(Dataset excerpts)
*-*-*

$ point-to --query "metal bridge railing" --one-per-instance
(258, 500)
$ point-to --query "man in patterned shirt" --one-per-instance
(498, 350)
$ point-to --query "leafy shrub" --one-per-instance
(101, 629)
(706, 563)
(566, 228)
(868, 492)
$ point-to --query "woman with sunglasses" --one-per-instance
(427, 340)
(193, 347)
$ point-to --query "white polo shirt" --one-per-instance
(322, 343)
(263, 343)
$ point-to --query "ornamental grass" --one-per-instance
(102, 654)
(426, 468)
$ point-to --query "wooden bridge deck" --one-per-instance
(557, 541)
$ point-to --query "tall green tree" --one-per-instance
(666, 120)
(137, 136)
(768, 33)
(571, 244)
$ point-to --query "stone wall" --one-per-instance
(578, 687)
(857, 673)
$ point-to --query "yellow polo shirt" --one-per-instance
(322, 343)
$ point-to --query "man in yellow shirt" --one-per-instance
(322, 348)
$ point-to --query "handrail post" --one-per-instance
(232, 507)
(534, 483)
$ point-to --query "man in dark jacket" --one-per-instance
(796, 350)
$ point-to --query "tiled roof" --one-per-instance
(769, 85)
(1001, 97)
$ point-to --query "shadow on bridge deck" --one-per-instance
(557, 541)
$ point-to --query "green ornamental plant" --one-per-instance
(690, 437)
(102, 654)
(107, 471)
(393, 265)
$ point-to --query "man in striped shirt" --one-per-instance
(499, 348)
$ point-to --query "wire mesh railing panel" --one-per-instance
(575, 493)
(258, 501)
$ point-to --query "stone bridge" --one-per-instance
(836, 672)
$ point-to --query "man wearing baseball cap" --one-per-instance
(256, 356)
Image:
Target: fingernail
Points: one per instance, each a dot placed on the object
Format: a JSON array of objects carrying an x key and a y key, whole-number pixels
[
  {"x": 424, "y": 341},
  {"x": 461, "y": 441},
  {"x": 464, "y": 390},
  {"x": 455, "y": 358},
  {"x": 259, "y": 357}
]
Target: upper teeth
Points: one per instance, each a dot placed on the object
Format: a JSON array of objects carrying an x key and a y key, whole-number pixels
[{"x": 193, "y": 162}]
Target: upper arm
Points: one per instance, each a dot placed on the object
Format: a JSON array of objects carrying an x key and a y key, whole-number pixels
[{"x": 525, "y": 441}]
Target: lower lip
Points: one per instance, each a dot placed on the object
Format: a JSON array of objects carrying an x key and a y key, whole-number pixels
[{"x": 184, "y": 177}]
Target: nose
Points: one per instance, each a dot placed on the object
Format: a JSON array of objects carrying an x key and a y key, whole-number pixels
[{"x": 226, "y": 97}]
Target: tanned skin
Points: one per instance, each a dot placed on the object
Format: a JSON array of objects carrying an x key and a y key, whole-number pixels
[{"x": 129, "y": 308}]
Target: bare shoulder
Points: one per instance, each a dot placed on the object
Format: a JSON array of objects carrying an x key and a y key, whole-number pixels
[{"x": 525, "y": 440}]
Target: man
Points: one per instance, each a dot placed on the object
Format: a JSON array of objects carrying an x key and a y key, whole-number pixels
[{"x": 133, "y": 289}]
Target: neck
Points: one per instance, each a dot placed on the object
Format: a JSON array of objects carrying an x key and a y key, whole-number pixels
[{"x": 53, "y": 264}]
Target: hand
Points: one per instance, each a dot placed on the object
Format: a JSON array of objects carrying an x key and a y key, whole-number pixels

*-*-*

DIRECTIONS FOR THIS TASK >>
All of the data should be retyped exactly.

WRITTEN SOLUTION >>
$ point-to --query "metal bridge railing" --one-per-instance
(258, 500)
$ point-to --query "man in patterned shirt" --one-per-instance
(498, 350)
$ point-to --query "leafy shrub" --one-per-instance
(101, 629)
(706, 563)
(566, 228)
(868, 492)
$ point-to --query "woman with sunglasses" --one-per-instance
(427, 340)
(193, 347)
$ point-to --query "white polo shirt" --one-per-instance
(322, 343)
(263, 343)
$ point-to --query "ornamental grass" --one-per-instance
(102, 654)
(426, 468)
$ point-to --query "wooden bridge deck" --one-per-instance
(557, 541)
$ point-to --query "tall green tree" --one-per-instance
(666, 120)
(137, 136)
(768, 33)
(571, 244)
$ point-to --query "stone wall" --one-per-instance
(578, 687)
(857, 673)
$ point-to --query "yellow polo shirt" --one-per-instance
(322, 343)
$ point-to --query "man in yellow shirt" --one-per-instance
(322, 348)
$ point-to --query "handrail post" --one-per-instance
(232, 507)
(534, 483)
$ point-to --query "man in dark jacket" --one-per-instance
(796, 350)
$ point-to --query "tiled roof" --one-per-instance
(769, 85)
(1001, 97)
$ point-to --query "shadow on bridge deck" --one-per-instance
(557, 541)
$ point-to --query "green ornamental plant" --one-per-instance
(690, 437)
(102, 654)
(107, 471)
(393, 265)
$ point-to --query "man in striped shirt" --one-per-instance
(499, 348)
$ point-to --query "wire mesh railing panel" --one-per-instance
(575, 493)
(258, 501)
$ point-to --query "stone bridge" --one-per-instance
(836, 672)
$ point-to --query "man wearing baseball cap" --one-per-instance
(256, 356)
Image:
Target: fingernail
Points: one per instance, each a dot placed on the object
Format: a JSON array of objects carrying an x key and a y key, whole-number pixels
[
  {"x": 424, "y": 341},
  {"x": 461, "y": 441},
  {"x": 464, "y": 390},
  {"x": 455, "y": 358},
  {"x": 259, "y": 357}
]
Target: upper teeth
Points: one per instance, each a dot placed on the object
Format: a JSON array of objects carrying an x key and a y key, whole-number pixels
[{"x": 193, "y": 162}]
Target: upper arm
Points: one per instance, each a dot placed on the object
Format: a JSON array of objects carrying an x key and a y key, whole-number pixels
[{"x": 525, "y": 441}]
Target: lower lip
Points: one per instance, each a dot placed on the object
Format: a JSON array of objects carrying an x key and a y key, whole-number pixels
[{"x": 184, "y": 177}]
Target: nose
Points: one per instance, each a dot placed on the object
Format: a JSON array of objects carrying an x key and a y key, whole-number pixels
[{"x": 226, "y": 97}]
Target: tanned skin
Points: one per instance, each a dot placed on the object
Format: a JSON array of objects carrying an x key and a y key, whole-number pixels
[{"x": 129, "y": 308}]
Target: bare shoulder
Points: one per instance, each a dot placed on the object
Format: a JSON array of objects carrying an x key and a y key, whole-number pixels
[{"x": 525, "y": 440}]
Target: man
Points: one per instance, each a dot placed on the object
Format: a JSON array of objects carrying an x key and a y key, whole-number pixels
[{"x": 133, "y": 289}]
Target: neck
Points: one per instance, each a dot placed on the object
Format: a JSON array of objects carrying an x key and a y key, whole-number pixels
[{"x": 53, "y": 264}]
Target: hand
Points: one per instance, each a dot placed on the object
Format: a JSON array of objects carrying an x key and a y key, whole-number pixels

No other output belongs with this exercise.